What you have to do — Starting with the line that contains "Spot the second", copy every remaining line of the data below exactly, the last one included.

Data to process —

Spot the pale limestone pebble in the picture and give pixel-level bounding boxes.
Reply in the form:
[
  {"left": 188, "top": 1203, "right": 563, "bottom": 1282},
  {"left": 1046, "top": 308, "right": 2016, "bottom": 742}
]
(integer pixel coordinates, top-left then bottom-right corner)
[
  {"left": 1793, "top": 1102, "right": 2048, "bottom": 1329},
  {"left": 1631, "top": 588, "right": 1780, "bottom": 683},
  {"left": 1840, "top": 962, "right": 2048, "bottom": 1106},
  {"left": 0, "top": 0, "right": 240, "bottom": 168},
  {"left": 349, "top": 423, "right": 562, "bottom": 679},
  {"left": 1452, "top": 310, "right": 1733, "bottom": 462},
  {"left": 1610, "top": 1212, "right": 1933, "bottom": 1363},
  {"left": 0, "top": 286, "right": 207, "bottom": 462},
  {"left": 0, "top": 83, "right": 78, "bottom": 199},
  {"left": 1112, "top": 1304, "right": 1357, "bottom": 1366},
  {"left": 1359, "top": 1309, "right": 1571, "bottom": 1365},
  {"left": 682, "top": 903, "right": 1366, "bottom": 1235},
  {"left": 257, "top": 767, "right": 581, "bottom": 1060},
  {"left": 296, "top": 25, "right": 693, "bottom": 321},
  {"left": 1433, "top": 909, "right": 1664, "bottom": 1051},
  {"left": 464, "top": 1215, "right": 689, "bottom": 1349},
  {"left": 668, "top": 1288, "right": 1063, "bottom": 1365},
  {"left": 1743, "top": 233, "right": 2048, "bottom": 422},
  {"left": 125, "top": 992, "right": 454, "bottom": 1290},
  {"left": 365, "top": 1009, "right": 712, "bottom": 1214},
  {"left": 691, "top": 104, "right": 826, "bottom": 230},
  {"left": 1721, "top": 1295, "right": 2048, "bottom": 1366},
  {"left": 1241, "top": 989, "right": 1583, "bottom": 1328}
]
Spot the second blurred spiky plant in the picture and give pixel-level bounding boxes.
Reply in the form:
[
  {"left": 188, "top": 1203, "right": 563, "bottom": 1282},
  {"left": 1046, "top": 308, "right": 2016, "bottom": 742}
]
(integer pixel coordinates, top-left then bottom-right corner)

Solution —
Spot the second blurred spiky plant in the picture and give pixel-level bounding boxes.
Reply in the form:
[
  {"left": 188, "top": 1203, "right": 563, "bottom": 1282},
  {"left": 1046, "top": 308, "right": 2016, "bottom": 742}
]
(integer pixel coordinates, top-left then bottom-right corner)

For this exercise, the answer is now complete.